Alıştırma metni ->
========================

Hayatta karşılaşılan problemlerin çözülmesinde duygu odaklı ya da problem odaklı bir çözüm yolu izlenebilir. Bu ikisi de yaşanacak stres oranını etkiler (Lazaruz Folkman, 1984). Duygu odaklı baş etme yolunda problemin sebep olduğu duygu durumu üzerinden yol alınır. Travmatik bir olay yaşandıktan bir süre sonra kişi konuşma ihtiyacı hisseder. Konuştukça ve kendini ifade ettikçe, neler hissettiğinden bahsettikçe rahatlar ve ne yapması gerektiğine karar verir. Problem odaklı yaklaşımda ise direk problemin doğasına odaklanma söz konusudur. Kişisel yeterliliğin arttırılması açısından faydalıdır.
Stresle başa çıkarken kullanılabilecek bir başka şey de olay hakkında farklı şekillerde düşünebilme becerimizi geliştirmektir. Farklı şekillerde düşünürken amaç kişinin daha optimistik bir bakış açısı ve biraz daha fazla kontrol hissine sahip olmasının sağlanmasıdır. İlk aşamada kişi problemin sebebine ya da sonucuna daha olumlu bir pencereden bakmaya çalışır. İkinci aşamada kişi kendisini, kendisinden daha kötü durumda olan kişilerle karşılaştırıp sahip oldukları hakkında bir memnuniyet duygusu geliştirmeye çalışır. Son olarak yapılacak bir başka etkileyici şeyde olaya komik tarafından bakmak ya da olayı komikleştirmektir. Bu ortamın kasvetini dağıtmakta oldukça etkili bir yöntemdir.

========================

Görev ->
Yukarıdaki stresle başa çıkma metnine göre kişinin olay hakkında farklı şekillerde düşünürken yaptığı şeyleri sırasıyla yazın.

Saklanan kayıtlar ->
========================

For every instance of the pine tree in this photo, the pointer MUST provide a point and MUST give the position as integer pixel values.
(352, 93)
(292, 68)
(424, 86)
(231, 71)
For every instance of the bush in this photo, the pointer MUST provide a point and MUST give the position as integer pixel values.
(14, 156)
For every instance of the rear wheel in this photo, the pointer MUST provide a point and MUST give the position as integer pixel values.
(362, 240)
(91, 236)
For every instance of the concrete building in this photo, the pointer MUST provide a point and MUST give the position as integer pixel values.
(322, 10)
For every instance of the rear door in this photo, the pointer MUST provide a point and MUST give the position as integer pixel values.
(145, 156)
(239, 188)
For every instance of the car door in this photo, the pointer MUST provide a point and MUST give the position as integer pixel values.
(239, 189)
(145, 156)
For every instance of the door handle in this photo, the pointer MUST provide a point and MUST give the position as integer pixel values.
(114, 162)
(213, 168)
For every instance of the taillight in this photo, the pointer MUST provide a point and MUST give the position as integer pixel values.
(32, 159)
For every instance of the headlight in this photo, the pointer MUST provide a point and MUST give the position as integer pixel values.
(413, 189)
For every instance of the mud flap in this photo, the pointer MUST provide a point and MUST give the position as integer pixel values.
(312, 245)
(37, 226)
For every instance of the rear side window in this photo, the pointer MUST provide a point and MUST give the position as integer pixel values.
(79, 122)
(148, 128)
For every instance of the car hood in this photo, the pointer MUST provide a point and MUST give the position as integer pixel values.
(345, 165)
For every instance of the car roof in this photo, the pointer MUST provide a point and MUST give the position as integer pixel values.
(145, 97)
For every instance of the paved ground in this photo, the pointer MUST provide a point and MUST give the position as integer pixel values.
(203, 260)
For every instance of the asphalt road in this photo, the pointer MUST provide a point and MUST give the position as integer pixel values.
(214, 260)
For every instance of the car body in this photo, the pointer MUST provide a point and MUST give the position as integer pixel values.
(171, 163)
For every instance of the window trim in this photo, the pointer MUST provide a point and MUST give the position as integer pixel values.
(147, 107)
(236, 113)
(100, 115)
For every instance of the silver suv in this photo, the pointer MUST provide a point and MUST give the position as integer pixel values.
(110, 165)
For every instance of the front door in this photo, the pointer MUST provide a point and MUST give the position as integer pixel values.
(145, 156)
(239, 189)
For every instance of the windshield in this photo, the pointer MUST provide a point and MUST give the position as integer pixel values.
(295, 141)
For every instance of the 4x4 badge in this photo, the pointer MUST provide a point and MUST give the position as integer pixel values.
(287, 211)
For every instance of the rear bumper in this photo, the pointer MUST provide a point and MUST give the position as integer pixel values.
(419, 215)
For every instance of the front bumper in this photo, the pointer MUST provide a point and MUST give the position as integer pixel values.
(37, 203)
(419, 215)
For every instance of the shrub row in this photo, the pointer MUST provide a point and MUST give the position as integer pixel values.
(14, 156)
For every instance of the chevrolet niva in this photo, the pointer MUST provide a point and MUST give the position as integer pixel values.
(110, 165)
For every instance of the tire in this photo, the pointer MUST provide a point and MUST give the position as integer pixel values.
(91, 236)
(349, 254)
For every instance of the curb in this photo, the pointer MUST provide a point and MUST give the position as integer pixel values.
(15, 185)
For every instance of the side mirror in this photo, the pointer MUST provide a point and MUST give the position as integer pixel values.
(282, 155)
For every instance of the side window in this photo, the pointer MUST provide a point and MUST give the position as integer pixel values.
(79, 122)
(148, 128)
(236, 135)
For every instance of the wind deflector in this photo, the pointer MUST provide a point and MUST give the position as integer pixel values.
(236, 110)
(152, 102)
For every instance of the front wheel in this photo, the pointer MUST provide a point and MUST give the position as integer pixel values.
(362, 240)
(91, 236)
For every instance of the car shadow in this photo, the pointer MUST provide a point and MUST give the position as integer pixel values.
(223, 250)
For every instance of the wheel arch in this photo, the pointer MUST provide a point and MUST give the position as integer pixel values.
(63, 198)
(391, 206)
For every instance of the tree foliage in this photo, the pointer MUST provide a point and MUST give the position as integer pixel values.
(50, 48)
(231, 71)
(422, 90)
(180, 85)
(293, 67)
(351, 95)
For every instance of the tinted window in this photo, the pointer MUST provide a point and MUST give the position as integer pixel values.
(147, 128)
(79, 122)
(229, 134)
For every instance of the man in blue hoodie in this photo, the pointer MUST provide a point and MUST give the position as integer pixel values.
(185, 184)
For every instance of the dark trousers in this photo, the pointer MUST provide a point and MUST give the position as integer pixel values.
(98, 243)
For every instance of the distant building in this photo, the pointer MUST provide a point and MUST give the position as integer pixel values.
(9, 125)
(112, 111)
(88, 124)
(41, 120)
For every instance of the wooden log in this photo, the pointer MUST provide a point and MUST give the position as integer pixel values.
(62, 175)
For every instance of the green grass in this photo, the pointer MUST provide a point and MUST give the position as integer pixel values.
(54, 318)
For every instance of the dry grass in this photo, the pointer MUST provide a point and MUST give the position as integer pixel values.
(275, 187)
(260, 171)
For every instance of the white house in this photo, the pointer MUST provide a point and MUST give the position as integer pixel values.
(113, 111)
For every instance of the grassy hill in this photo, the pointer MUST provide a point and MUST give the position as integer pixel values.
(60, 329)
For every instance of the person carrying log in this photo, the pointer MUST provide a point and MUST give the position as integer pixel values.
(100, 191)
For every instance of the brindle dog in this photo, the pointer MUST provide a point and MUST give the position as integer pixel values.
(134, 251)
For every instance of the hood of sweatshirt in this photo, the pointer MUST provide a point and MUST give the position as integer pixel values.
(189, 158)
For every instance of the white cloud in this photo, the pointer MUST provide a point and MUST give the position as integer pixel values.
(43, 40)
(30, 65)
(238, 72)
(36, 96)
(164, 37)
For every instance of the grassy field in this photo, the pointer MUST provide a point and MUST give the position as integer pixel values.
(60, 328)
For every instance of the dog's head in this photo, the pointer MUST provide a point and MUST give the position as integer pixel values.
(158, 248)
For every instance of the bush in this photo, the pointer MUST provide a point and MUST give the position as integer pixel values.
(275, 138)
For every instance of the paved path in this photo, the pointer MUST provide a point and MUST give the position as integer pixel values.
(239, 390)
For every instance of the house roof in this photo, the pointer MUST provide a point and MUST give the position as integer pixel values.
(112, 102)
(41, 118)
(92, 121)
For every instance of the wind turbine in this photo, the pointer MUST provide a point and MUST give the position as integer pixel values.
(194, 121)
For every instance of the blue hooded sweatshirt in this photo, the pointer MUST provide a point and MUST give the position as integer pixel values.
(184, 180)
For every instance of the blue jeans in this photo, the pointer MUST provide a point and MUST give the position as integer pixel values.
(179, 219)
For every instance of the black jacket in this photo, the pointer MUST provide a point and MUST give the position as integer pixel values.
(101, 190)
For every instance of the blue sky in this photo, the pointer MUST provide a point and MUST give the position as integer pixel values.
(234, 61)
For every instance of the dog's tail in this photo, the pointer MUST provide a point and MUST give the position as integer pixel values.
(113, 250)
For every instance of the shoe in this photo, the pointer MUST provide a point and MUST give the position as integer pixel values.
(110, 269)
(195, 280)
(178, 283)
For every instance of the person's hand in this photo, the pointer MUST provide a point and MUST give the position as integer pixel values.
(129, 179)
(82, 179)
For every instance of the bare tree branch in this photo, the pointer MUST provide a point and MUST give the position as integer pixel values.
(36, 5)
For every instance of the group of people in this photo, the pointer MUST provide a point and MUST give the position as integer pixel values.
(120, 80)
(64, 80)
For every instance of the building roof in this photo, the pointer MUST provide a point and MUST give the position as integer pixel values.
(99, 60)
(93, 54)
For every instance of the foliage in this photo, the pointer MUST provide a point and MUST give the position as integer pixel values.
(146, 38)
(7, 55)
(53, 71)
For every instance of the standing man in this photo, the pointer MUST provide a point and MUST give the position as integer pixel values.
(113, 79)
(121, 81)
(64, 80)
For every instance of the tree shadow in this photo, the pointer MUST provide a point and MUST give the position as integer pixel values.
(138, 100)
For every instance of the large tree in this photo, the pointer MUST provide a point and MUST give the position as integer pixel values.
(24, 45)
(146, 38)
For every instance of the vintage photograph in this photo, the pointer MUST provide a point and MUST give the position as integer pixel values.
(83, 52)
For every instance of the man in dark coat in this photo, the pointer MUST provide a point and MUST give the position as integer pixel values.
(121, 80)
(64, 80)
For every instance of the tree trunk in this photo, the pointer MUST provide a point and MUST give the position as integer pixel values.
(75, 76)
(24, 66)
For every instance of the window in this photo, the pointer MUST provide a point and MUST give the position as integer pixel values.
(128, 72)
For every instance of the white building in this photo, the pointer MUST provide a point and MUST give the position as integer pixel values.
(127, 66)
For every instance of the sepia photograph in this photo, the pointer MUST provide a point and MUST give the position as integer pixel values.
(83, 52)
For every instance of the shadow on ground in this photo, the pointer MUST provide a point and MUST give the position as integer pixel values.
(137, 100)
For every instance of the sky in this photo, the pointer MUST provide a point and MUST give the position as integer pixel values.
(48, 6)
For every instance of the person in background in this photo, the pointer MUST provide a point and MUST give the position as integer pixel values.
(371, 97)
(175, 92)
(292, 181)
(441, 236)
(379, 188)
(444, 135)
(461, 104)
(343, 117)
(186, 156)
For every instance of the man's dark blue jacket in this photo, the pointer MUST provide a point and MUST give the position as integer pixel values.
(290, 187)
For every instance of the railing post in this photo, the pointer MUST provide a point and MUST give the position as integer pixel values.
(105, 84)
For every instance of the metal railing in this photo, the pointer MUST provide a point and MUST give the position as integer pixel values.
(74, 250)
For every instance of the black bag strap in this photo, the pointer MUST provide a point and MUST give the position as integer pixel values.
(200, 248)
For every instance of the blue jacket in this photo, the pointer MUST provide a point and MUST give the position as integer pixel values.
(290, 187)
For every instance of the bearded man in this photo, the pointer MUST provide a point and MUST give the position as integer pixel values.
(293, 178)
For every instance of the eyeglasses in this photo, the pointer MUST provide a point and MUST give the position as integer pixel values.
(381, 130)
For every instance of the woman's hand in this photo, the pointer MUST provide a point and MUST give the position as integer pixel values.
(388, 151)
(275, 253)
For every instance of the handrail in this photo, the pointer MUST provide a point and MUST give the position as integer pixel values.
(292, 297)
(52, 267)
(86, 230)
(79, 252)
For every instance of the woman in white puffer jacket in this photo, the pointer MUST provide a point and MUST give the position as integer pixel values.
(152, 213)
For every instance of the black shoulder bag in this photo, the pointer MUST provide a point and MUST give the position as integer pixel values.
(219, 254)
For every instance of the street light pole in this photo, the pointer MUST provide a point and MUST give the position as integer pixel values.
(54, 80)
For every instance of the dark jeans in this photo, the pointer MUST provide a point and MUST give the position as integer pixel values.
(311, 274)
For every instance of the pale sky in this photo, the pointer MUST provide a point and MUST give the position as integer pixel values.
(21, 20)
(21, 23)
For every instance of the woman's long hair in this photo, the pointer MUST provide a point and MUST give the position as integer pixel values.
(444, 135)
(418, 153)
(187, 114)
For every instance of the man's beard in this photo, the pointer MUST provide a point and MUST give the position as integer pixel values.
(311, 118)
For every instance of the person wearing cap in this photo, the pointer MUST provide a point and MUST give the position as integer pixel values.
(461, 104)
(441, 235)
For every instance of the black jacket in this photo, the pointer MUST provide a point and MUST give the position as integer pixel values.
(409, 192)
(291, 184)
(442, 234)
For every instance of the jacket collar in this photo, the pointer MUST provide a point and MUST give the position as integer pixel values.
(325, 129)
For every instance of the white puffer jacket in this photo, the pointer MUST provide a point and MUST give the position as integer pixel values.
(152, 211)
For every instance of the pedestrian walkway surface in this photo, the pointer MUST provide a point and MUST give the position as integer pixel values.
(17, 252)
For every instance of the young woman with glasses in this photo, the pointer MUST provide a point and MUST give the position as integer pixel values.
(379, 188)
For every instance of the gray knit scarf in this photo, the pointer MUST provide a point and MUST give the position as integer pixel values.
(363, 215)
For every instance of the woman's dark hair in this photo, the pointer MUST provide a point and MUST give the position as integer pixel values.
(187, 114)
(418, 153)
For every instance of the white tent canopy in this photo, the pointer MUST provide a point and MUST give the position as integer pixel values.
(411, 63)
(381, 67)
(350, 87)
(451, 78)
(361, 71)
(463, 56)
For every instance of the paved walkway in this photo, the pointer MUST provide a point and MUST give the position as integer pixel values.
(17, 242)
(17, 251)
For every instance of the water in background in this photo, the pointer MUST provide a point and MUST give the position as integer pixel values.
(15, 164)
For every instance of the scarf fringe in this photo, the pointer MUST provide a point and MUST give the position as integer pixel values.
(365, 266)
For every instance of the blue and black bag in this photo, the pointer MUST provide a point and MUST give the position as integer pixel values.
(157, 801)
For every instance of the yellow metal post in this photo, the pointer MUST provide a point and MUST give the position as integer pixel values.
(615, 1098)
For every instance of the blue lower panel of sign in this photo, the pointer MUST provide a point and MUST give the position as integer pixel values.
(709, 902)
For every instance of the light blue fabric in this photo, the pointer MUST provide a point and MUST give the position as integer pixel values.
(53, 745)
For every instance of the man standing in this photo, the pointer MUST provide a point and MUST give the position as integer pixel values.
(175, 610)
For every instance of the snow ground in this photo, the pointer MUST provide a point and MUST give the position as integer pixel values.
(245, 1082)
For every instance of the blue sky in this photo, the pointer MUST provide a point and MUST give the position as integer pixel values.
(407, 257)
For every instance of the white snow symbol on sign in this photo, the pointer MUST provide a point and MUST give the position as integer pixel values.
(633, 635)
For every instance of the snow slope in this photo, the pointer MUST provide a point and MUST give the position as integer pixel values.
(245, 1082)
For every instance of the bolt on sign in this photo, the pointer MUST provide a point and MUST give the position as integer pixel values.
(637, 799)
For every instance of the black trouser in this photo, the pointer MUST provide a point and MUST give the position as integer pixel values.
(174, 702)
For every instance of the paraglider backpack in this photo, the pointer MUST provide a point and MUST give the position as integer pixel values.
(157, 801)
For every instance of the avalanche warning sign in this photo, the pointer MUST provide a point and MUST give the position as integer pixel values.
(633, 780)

========================

Görev yanıtı ->
1. Problemin sebebine ya da sonucuna daha olumlu bir pencereden bakmaya çalışır.
2. Kendisini, kendisinden daha kötü durumda olan kişilerle karşılaştırıp sahip oldukları hakkında bir memnuniyet duygusu geliştirmeye çalışır.
3. Olaya komik tarafından bakar ya da olayı komikleştirir.